Exercise brief:
Your task is to extract every line from the material below exactly.

Data to process:
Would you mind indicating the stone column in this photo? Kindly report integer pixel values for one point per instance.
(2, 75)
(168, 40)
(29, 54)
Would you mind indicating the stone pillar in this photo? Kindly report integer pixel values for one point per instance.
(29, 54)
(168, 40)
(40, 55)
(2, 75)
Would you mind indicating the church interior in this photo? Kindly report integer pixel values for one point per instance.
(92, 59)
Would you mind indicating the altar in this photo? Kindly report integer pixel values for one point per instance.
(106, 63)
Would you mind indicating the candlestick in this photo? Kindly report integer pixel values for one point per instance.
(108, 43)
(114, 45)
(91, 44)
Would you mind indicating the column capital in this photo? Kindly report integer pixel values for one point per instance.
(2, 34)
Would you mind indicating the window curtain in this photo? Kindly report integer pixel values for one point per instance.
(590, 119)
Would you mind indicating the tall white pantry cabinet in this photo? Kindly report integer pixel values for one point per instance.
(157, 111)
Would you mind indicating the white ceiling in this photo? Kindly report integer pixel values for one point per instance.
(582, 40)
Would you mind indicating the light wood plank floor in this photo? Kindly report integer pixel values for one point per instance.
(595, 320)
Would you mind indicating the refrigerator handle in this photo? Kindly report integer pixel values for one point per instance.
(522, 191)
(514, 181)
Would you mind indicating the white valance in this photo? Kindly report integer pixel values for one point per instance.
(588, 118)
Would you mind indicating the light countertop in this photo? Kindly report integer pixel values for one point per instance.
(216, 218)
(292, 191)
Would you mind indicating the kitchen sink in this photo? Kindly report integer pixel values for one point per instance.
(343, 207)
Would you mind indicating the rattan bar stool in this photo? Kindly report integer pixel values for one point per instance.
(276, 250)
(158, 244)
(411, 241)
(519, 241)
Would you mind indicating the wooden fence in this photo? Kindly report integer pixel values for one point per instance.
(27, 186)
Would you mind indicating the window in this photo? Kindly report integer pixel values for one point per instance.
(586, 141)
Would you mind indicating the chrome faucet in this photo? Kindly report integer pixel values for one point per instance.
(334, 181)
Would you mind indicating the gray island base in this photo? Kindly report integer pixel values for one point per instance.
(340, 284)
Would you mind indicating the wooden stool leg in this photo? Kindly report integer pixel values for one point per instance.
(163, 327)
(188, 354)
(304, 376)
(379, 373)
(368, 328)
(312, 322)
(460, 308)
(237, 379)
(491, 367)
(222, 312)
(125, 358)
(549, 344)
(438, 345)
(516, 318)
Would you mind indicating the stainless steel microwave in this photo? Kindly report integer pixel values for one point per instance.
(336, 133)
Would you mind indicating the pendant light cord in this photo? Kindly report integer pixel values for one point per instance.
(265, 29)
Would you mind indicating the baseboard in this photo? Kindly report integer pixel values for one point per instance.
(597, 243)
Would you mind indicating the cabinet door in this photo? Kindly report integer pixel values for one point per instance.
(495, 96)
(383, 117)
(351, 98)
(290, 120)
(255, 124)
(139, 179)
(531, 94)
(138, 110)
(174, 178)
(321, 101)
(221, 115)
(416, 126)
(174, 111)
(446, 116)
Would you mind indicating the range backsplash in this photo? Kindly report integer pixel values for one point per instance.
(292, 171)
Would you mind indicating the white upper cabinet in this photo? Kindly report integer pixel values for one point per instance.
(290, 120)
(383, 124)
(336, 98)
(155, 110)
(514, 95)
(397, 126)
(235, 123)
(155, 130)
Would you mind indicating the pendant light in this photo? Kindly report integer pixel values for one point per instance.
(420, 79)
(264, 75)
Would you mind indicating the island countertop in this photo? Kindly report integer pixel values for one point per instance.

Worked answer:
Would you mind indicating the stone column in this photo? Kindly report integer pixel values for one point per instance.
(2, 75)
(168, 40)
(29, 54)
Would you mind indicating the stone pillar in this photo? Kindly report integer pixel values for one point per instance.
(29, 54)
(168, 40)
(40, 55)
(2, 75)
Would you mind indicating the church interior in this photo? Kindly report integer pixel values for one point per instance.
(92, 59)
Would you mind indicating the altar in this photo? Kindly report integer pixel values for one point per instance.
(106, 63)
Would you mind indicating the candlestick in this photo? Kindly report integer pixel values for one point per instance.
(108, 43)
(114, 45)
(91, 44)
Would you mind indicating the column capital in this photo? Kindly report integer pixel values for one point per instance.
(2, 34)
Would you mind indicating the window curtain in this photo? Kindly report integer pixel values for one point per instance.
(590, 119)
Would you mind indicating the tall white pantry cabinet in this photo? Kindly report integer pixel values for one point per instance.
(157, 111)
Would you mind indicating the white ceiling in this photo? Kindly report integer pixel values for one point per instance.
(582, 40)
Would you mind indicating the light wood plank floor in this photo? Kindly report integer pixel values for one point per instance.
(595, 320)
Would you mind indicating the refrigerator handle in this photo? Kindly report integer pixel values for one point per instance.
(522, 191)
(514, 181)
Would you mind indicating the white valance in this photo? Kindly report integer pixel values for one point per instance.
(588, 118)
Would you mind indicating the light countertop in this photo? Kindly report integer pixel values for one point per instance.
(216, 218)
(292, 191)
Would you mind indicating the kitchen sink in this photo? Kindly report integer pixel values for one point per instance.
(343, 207)
Would you mind indicating the rattan bar stool in this photo? Kindly report integer pixel values for one point per instance.
(276, 250)
(158, 244)
(411, 241)
(519, 241)
Would you mind indicating the wooden fence in this photo? Kindly report integer pixel values for one point per instance.
(27, 186)
Would you mind indicating the window in this photo? Kindly report integer pixel values for one point per instance.
(586, 141)
Would you mind indicating the chrome faucet in this photo? Kindly report integer pixel values for one point per instance.
(334, 181)
Would you mind indicating the gray island base in this photo? Kindly report integer pixel values for one point per instance.
(340, 284)
Would you mind indicating the wooden stool leg in this photo? Kindly report integer pixel values for one point per instance.
(163, 327)
(188, 354)
(304, 376)
(379, 373)
(368, 328)
(312, 322)
(460, 308)
(237, 379)
(491, 367)
(222, 312)
(125, 358)
(549, 344)
(438, 345)
(516, 318)
Would you mind indicating the stainless steel microwave in this photo? Kindly report integer pixel values for one point per instance.
(336, 133)
Would you mind indicating the pendant light cord in this photo? Kindly report integer pixel values for one point per instance.
(265, 29)
Would you mind indicating the baseboard in this photo? Kindly report integer pixel values for one point per instance.
(597, 243)
Would you mind indicating the cabinet door in this photo? Kindly report integer pixel values for one point per instance.
(495, 96)
(383, 117)
(351, 98)
(290, 120)
(255, 124)
(139, 179)
(531, 94)
(138, 110)
(174, 178)
(321, 101)
(221, 115)
(416, 126)
(174, 111)
(446, 116)
Would you mind indicating the range backsplash in this photo? Kindly report integer pixel values for one point per instance.
(292, 171)
Would you mind indicating the white upper cabinet in this photo? Kindly report integer pixel values for one point per instance.
(290, 120)
(383, 124)
(336, 98)
(155, 110)
(514, 95)
(397, 126)
(235, 123)
(155, 130)
Would you mind indicating the pendant light in this photo? Kindly report integer pixel values for one point per instance.
(420, 79)
(264, 75)
Would you mind indicating the island countertop in this photo? Kindly report integer pixel values for one point per instance.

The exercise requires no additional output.